• _SUPPLIED INFORMATION_
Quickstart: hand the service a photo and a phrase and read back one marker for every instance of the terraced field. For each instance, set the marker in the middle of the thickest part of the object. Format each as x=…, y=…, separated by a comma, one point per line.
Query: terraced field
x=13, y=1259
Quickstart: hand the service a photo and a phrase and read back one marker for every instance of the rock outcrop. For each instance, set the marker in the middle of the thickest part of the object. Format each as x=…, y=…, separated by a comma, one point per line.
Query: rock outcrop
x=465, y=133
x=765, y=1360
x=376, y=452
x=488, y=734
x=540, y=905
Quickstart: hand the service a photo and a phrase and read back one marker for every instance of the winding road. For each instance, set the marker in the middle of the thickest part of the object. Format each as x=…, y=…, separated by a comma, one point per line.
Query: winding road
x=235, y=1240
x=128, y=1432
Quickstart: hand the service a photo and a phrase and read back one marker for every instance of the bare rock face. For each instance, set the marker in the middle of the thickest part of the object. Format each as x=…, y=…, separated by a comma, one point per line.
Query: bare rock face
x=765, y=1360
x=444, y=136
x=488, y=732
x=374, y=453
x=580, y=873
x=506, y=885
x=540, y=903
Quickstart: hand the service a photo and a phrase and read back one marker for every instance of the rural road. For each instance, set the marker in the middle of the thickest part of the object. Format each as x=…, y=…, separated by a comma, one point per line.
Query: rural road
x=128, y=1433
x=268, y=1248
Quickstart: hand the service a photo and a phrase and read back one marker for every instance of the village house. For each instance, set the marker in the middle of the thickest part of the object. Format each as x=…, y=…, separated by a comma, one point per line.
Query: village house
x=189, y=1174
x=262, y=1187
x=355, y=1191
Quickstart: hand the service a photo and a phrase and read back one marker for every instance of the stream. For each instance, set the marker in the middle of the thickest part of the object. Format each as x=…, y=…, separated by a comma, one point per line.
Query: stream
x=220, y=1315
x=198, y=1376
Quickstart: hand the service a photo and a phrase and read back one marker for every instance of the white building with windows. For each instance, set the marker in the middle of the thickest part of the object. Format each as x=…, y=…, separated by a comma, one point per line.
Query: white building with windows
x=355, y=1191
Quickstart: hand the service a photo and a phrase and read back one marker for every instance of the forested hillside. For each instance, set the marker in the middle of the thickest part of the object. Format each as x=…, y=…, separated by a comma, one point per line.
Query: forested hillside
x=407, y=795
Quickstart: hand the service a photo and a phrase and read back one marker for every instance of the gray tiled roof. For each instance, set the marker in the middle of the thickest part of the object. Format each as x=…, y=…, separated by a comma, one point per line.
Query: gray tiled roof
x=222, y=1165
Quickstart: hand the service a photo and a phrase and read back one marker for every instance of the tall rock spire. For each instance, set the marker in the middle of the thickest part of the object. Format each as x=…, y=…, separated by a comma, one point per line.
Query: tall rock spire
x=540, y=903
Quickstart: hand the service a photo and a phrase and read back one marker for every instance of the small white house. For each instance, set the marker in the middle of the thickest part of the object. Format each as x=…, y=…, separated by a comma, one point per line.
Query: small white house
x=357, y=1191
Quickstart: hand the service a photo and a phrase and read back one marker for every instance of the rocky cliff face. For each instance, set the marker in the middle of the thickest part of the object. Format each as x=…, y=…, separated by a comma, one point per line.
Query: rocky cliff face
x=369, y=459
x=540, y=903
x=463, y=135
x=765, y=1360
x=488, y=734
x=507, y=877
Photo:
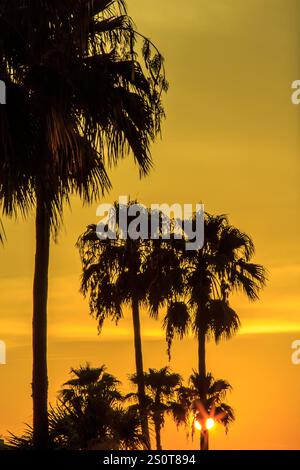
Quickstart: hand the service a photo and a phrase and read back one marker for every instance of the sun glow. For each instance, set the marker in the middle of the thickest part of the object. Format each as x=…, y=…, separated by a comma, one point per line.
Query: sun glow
x=210, y=422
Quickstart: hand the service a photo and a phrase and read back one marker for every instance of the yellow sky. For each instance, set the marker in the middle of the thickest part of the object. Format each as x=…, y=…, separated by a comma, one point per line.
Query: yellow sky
x=232, y=141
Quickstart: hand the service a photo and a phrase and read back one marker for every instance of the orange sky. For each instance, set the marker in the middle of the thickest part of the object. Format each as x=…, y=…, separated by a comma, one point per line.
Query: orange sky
x=232, y=141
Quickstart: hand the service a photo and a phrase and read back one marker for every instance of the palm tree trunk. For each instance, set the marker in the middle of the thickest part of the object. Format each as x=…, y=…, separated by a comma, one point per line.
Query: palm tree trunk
x=157, y=433
x=39, y=326
x=140, y=371
x=202, y=375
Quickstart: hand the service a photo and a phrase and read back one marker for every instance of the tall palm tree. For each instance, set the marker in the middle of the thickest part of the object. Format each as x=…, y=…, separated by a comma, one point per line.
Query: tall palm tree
x=161, y=386
x=77, y=97
x=113, y=274
x=89, y=414
x=123, y=271
x=193, y=408
x=212, y=273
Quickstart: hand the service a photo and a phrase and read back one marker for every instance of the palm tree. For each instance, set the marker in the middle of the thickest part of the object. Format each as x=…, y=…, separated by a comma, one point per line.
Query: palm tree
x=194, y=408
x=121, y=271
x=114, y=275
x=211, y=273
x=77, y=97
x=89, y=414
x=161, y=386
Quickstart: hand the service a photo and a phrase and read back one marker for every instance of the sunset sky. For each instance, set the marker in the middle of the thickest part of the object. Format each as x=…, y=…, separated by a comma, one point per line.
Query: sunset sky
x=232, y=141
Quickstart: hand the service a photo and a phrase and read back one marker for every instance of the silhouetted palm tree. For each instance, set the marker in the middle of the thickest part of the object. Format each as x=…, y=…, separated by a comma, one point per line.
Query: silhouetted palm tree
x=121, y=271
x=221, y=267
x=77, y=97
x=161, y=386
x=113, y=274
x=195, y=408
x=90, y=415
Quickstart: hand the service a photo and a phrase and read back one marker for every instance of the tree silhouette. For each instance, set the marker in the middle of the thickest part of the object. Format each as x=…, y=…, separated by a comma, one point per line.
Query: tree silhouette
x=211, y=274
x=90, y=415
x=197, y=403
x=78, y=97
x=161, y=386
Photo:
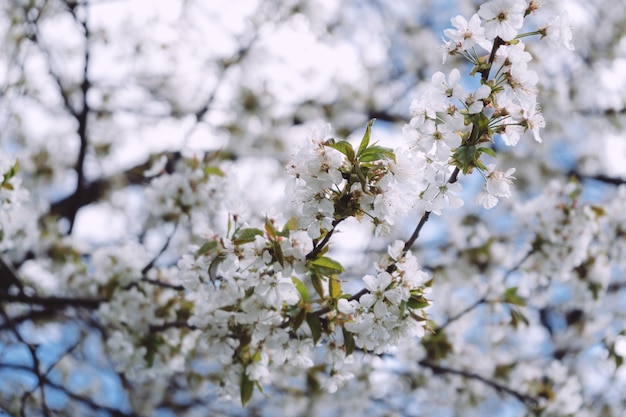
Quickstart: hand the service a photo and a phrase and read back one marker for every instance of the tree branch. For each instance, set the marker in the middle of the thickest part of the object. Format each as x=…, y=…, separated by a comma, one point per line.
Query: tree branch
x=527, y=400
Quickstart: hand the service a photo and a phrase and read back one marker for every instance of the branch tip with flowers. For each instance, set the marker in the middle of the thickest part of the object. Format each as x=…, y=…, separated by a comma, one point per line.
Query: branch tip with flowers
x=278, y=290
x=265, y=300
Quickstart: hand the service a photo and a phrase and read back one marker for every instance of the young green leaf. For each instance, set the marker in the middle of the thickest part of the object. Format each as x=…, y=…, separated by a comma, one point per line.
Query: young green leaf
x=246, y=388
x=316, y=280
x=327, y=266
x=511, y=297
x=316, y=326
x=342, y=146
x=334, y=287
x=366, y=138
x=348, y=341
x=302, y=289
x=377, y=153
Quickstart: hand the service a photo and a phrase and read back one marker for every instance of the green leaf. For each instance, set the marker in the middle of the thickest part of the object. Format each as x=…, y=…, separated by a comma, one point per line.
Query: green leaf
x=348, y=341
x=246, y=388
x=417, y=302
x=11, y=172
x=206, y=247
x=327, y=266
x=511, y=297
x=366, y=138
x=277, y=251
x=464, y=158
x=213, y=170
x=437, y=346
x=270, y=229
x=291, y=224
x=334, y=287
x=488, y=151
x=316, y=280
x=377, y=153
x=302, y=289
x=517, y=317
x=246, y=236
x=298, y=319
x=316, y=326
x=342, y=146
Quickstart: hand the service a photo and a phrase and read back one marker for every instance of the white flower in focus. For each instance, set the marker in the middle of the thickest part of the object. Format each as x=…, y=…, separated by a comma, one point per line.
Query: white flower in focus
x=498, y=182
x=511, y=55
x=503, y=18
x=533, y=120
x=497, y=185
x=512, y=134
x=443, y=195
x=474, y=101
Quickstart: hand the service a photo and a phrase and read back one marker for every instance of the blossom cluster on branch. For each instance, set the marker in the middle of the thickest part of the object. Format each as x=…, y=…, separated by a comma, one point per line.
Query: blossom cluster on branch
x=207, y=303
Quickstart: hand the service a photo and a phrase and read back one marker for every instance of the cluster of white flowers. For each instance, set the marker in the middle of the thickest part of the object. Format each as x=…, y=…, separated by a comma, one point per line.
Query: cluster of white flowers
x=316, y=175
x=17, y=220
x=381, y=318
x=453, y=128
x=264, y=299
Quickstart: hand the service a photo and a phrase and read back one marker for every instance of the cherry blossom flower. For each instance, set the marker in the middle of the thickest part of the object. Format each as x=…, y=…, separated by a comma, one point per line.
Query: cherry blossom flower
x=466, y=34
x=503, y=18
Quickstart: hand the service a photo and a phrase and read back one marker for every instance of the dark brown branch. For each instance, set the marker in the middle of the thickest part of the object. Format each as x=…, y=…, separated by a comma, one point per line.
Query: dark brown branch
x=602, y=178
x=526, y=399
x=54, y=303
x=82, y=118
x=85, y=401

• _PROBLEM TO WORK ON_
Starting with the line containing "of the forested" and ending after the one containing "x=222, y=1165", set out these lines as a numbered list, skipping any blank lines.

• _WRITTEN RESPONSE_
1. Quickstart: hand the service a photo and a phrase and read back one marker for every instance of the forested hillside. For each instance, set the marker in the middle of the thickest part of the object. Format each as x=…, y=…, separated by a comma, one point per line.
2. Query: forested hillside
3. x=407, y=795
4. Quickstart: hand the service a photo and a phrase and read back one marker for every instance of the gray tiled roof. For each instance, set the marker in the middle of the thickest part of the object. Format each as x=…, y=…, separated by a comma, one point per line.
5. Query: gray tiled roof
6. x=222, y=1165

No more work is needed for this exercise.